TASK DETAILS: Reproduce all of the data exactly, with no line skipped.

Begin PROVIDED ENTRIES

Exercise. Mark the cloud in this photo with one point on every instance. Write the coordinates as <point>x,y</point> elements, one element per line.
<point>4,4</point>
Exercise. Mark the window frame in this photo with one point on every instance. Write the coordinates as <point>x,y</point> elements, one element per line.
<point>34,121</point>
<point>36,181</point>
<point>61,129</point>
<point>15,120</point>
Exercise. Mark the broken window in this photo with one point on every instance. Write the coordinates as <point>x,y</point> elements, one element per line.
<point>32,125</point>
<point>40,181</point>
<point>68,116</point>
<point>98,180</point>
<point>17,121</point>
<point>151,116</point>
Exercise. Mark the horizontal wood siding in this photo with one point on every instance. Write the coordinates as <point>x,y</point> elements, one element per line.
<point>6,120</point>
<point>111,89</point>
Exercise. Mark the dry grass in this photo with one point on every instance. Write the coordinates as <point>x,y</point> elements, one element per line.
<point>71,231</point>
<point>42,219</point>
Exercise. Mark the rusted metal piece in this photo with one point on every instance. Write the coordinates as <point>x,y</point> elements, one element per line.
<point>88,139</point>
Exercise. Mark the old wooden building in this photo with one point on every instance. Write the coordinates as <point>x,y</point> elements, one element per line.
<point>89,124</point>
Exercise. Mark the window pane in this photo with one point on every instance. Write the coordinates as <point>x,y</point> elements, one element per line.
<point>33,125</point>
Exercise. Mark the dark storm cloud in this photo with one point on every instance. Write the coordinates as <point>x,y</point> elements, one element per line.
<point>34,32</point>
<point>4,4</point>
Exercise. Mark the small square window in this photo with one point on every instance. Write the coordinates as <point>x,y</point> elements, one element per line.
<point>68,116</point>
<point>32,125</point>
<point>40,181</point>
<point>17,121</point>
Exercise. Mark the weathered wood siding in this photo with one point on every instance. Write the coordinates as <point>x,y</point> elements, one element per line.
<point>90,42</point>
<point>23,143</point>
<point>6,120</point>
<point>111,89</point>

End PROVIDED ENTRIES

ANSWER TO THIS TASK:
Exercise. Mark the cloud in this photo with one point on every instance. Write the coordinates as <point>x,y</point> elements, one element per line.
<point>4,4</point>
Exercise. Mark the window frame in this photo with one point on every instance. Write the coordinates as <point>x,y</point> elements, one element per line.
<point>34,121</point>
<point>36,181</point>
<point>61,129</point>
<point>15,120</point>
Exercise. Mark the broken window in this photo with one point on every instance. Write the coordinates as <point>x,y</point> elements, one element per line.
<point>32,125</point>
<point>40,181</point>
<point>68,116</point>
<point>98,180</point>
<point>17,121</point>
<point>151,116</point>
Exercise. Mark the horizontal wood siding in this photo with one point on every instance. Write the coordinates as <point>x,y</point> elements, one element per line.
<point>6,120</point>
<point>111,89</point>
Exercise. Mark the dry grass in this photo with one point on every instance. Write the coordinates as <point>x,y</point> elements, one element per line.
<point>71,231</point>
<point>42,219</point>
Exercise. Mark the rusted metal piece in this photo with one point on every instance. Write the coordinates as <point>x,y</point> elements, one element per line.
<point>88,139</point>
Exercise. Mark the old wooden building in this photo with one point on every instance. Write the coordinates as <point>x,y</point> elements, one element per line.
<point>89,124</point>
Exercise. Mark the window pane in this photo with one point on every instance. Write the coordinates as <point>x,y</point> elements, one element per line.
<point>33,125</point>
Exercise. Mark the dark storm cloud in this photo with one point on every instance. Write the coordinates as <point>x,y</point> elements, one element per line.
<point>34,32</point>
<point>4,4</point>
Exercise. Mark the small square window in this photo with one point on every instance. Write the coordinates as <point>x,y</point> elements, one element per line.
<point>68,116</point>
<point>32,125</point>
<point>40,181</point>
<point>17,121</point>
Exercise. Mark the weathered wood siding in this photo with one point on every instance. Write the coordinates as <point>x,y</point> elements, one element per line.
<point>90,42</point>
<point>23,143</point>
<point>6,120</point>
<point>111,89</point>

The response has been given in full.